TRY IT →
Every line from the one with "positive clicks: (210, 67)" to the final line of the listing below should be repeated exactly, and only those.

INPUT RECORDS →
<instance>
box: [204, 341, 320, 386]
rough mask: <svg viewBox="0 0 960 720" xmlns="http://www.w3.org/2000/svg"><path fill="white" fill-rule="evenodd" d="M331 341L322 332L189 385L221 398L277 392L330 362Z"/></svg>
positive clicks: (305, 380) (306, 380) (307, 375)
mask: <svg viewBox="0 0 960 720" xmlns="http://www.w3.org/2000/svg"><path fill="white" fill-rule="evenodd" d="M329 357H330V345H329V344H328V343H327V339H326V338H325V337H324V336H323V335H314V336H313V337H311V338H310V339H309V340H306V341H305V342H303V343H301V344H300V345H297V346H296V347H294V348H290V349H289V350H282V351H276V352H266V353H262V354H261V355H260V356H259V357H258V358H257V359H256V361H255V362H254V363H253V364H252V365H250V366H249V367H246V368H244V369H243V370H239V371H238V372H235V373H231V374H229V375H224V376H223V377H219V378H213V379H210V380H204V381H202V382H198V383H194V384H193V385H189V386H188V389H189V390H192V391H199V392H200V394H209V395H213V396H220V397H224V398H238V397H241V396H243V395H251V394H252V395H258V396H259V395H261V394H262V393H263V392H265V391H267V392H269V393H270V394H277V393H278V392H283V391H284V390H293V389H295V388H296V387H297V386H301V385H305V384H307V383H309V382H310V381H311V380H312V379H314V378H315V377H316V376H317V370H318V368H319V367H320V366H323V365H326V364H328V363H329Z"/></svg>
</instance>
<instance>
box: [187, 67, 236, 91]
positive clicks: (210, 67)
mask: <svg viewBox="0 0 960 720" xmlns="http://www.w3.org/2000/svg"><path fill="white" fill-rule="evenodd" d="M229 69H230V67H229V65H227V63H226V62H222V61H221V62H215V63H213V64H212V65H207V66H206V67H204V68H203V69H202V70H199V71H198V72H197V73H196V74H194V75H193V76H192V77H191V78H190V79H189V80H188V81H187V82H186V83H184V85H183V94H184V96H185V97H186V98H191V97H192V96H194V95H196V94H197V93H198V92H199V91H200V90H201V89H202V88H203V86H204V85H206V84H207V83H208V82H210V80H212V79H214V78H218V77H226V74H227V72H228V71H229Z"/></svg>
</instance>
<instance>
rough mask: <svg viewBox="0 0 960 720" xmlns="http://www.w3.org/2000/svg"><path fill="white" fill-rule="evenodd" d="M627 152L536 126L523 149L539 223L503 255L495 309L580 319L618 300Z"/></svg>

WRITTEN RESPONSE →
positive clicks: (210, 67)
mask: <svg viewBox="0 0 960 720" xmlns="http://www.w3.org/2000/svg"><path fill="white" fill-rule="evenodd" d="M229 69H230V67H229V65H227V63H226V62H222V61H221V62H215V63H213V64H212V65H207V66H206V67H204V68H203V69H202V70H199V71H198V72H197V73H196V74H194V75H193V76H192V77H191V78H190V79H189V80H188V81H187V82H186V83H184V85H183V94H184V96H185V97H186V98H191V97H192V96H194V95H196V94H197V93H198V92H199V91H200V90H201V89H202V88H203V86H204V85H206V84H207V83H208V82H210V80H212V79H214V78H218V77H226V74H227V72H228V71H229Z"/></svg>
</instance>
<instance>
rough mask: <svg viewBox="0 0 960 720" xmlns="http://www.w3.org/2000/svg"><path fill="white" fill-rule="evenodd" d="M627 152L536 126L523 149L539 223L503 255L495 309L580 319L618 300Z"/></svg>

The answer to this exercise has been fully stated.